• _Exercise text_
Companies with a CAIO see better results. Leaders from Heineken, Schneider Electric and IBM explain how they did it.

The chief AI officer may be the fastest growing role in business. A new report from IBM’s Institute for Business Value (IBV) that debuted at Think 2026 found that 76% of surveyed organizations said they have a CAIO in 2026, up from just 26% in 2025. And that’s not just at tech companies like Meta and Salesforce, but also at enterprises like Heineken, WPP, Nike and CVS Health. That kind of growth can look like froth. But the IBV found that companies with a chief AI officer had a 5% higher return on their AI investments. How did that happen?

Just like the technology that drove it, the CAIO role has matured over the past few years. “It used to be that chief AI officers were more figureheads—AI evangelists promoting AI,” said Jacob Dencik, Research Director at IBV in an interview with IBM Think. “But now they’re actually driving real transformation with AI and helping enterprises move from pilots to wide-scale implementation.”

Schneider Electric is a clear example of the focus on implementation. The global energy technology company created its chief AI officer role in 2021, well before generative AI forced the issue for much of the corporate world. From the outset, Schneider’s mandate for AI leadership was less about experimentation for its own sake and more about operational impact. As Philippe Rambach, the company’s Chief AI Officer, emphasized in his conversation with IBM Think, AI at Schneider “always starts with a business need, not the technology.”

Still, not everyone is convinced companies need the role. Tim Crawford, Founder and CIO Strategic Advisor at research firm AVOA, sees the CAIO moment as familiar. He compares it to the rise of the chief digital officer a decade ago—a role that often emerged quickly at companies, with mixed results, especially when organizations rushed to bring in external CDOs, he noted. These leaders sometimes struggled because they “weren’t as in tune with the business”; meanwhile, the core responsibility of digital transformation often fell back on the CIO.

Does your company need a CAIO?

On paper, the rise of the chief AI officer can seem redundant. Many companies have added AI to the remit of CIOs, CTOs, chief data officers and chief digital officers. But as organizations have discovered over the past two years, AI doesn’t behave like earlier technologies. Its reach is broader, its pace faster and the expectations around it far higher.

“AI is crossing the entire enterprise in a way that most other technologies haven’t,” said Dencik. Unlike cloud computing or enterprise software, which largely lived inside IT, AI is something “every C-suite member and every employee potentially has an expectation about,” he said, including “what it should be doing and how fast it should be delivering value.”

At Schneider Electric, that breadth helped shape the role early on. Rather than positioning AI as a standalone technical function, the company organized its efforts around a hub-and-spoke model: a central AI team responsible for strategy, standards and tooling, paired with execution embedded in business units. The approach, Rambach said, helps keep AI close to real operational problems while avoiding fragmentation and duplicated effort.

• _Provided data_
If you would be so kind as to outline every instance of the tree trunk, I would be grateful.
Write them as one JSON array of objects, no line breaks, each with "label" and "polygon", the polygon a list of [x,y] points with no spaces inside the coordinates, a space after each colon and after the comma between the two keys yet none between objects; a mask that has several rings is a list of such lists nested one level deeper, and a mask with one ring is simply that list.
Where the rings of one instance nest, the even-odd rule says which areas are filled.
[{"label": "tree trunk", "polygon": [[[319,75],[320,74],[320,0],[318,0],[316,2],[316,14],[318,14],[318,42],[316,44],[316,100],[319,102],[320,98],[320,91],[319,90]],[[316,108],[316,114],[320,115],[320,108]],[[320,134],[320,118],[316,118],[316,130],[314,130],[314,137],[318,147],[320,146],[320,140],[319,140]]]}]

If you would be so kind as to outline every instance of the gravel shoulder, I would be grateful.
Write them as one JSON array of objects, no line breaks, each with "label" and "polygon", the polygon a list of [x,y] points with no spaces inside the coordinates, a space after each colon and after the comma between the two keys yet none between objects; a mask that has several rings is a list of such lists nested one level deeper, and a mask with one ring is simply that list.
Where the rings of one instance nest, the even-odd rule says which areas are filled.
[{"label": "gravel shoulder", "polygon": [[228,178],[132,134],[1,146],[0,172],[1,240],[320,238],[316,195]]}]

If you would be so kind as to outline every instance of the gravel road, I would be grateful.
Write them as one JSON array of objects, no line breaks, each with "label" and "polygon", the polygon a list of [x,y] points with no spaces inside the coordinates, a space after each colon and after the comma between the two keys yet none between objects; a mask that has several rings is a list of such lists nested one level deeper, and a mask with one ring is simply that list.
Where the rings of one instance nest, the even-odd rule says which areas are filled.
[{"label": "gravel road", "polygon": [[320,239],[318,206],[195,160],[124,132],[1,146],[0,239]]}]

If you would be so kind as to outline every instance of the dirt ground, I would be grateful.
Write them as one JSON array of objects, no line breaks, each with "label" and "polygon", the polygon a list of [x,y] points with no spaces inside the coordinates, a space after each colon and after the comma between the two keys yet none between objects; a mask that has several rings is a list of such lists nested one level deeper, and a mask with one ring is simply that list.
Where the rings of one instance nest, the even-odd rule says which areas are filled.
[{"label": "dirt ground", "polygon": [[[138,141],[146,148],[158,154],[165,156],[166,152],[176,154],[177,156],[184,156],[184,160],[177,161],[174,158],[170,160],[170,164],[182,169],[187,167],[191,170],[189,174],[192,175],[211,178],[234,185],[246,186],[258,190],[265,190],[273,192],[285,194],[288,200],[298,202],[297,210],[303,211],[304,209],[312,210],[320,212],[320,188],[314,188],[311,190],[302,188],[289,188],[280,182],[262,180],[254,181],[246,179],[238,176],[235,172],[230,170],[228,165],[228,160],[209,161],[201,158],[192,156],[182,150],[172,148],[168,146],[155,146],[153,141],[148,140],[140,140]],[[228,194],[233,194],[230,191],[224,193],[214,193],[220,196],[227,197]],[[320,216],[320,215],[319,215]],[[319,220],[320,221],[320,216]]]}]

• _Things to do_
1. Answer these questions from the article on chief AI officers:
(a) What share of surveyed organizations said they have a CAIO in 2026?
(b) In what year did Schneider Electric create its chief AI officer role?
(c) To the rise of which role does Tim Crawford compare the CAIO moment?
2. Write out everything in the article on chief AI officers from "On paper, the" down to "it far higher.", swapping "redundant" for "unnecessary".
Answer from the text alone.

• _Outputs in order_
1.
(a) 76%
(b) 2021
(c) The chief digital officer, a decade ago

2.
On paper, the rise of the chief AI officer can seem unnecessary. Many companies have added AI to the remit of CIOs, CTOs, chief data officers and chief digital officers. But as organizations have discovered over the past two years, AI doesn’t behave like earlier technologies. Its reach is broader, its pace faster and the expectations around it far higher.